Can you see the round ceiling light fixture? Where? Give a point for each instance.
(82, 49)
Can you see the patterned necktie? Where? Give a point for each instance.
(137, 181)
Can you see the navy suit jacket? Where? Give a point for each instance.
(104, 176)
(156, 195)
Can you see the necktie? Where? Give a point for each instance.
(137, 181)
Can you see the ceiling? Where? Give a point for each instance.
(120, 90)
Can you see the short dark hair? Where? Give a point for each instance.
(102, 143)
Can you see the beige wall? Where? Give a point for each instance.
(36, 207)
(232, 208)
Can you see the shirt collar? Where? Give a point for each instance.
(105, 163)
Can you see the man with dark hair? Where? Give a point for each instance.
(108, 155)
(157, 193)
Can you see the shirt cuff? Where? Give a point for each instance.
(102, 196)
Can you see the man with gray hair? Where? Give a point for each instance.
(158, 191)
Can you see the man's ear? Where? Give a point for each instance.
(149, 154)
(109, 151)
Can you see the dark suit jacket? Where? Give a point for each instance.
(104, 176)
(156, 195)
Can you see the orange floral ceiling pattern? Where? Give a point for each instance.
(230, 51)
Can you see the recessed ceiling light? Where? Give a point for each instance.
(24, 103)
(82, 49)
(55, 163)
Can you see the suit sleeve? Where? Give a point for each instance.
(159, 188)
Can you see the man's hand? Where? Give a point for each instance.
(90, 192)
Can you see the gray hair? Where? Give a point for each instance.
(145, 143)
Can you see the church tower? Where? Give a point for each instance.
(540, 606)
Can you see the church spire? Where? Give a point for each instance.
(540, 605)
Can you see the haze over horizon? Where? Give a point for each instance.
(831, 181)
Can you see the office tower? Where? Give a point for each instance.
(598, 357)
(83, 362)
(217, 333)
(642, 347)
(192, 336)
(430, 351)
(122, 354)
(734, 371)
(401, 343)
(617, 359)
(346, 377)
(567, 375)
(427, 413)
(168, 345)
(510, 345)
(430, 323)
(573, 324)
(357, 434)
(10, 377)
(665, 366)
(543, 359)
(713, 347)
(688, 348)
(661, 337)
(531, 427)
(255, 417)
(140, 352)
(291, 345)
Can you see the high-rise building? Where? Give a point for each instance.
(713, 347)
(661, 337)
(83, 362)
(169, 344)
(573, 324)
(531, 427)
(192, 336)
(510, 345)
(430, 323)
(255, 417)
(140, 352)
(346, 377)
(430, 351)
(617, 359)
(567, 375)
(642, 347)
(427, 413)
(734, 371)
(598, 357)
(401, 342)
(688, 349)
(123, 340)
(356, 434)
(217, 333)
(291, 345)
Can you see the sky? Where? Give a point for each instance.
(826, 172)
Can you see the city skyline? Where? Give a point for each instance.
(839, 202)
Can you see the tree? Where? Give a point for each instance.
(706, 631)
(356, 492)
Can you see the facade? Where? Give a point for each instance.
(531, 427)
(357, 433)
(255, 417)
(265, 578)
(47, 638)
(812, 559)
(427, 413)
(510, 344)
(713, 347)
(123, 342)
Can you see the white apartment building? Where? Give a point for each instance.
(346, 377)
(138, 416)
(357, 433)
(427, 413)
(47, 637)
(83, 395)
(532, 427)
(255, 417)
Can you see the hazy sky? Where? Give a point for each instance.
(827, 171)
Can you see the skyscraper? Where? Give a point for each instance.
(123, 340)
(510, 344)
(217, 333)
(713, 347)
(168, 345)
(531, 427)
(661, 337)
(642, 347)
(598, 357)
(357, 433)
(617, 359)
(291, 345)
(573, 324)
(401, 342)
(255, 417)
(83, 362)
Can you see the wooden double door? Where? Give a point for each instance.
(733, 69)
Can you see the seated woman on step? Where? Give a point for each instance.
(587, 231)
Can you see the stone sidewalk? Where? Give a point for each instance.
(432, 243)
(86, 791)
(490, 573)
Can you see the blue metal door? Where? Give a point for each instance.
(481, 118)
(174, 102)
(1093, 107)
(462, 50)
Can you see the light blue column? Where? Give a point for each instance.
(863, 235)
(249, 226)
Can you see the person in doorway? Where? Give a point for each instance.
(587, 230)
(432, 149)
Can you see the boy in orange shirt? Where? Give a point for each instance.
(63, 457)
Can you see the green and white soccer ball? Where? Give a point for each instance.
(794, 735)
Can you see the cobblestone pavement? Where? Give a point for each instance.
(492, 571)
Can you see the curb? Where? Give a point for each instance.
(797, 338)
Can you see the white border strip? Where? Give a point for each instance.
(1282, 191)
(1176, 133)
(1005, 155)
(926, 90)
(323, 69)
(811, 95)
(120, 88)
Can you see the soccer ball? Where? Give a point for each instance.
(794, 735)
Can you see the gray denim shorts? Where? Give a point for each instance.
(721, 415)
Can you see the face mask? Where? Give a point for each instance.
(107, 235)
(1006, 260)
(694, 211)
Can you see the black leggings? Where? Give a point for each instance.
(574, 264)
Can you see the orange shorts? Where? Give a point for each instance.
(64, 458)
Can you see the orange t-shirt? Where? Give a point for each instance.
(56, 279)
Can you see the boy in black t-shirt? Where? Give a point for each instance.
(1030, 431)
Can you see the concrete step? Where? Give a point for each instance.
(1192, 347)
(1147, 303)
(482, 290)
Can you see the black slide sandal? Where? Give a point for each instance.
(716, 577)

+++++

What is being asked
Write out, exactly as they appear, the lines from the one containing "Can you see the concrete" through the last line of the records above, both included, and nothing more.

Answer to this exercise
Can you see the concrete step? Where? Give a point for each instance.
(1192, 347)
(1147, 303)
(482, 290)
Can you see the black slide sandal? Where? Give a point for each instance.
(716, 577)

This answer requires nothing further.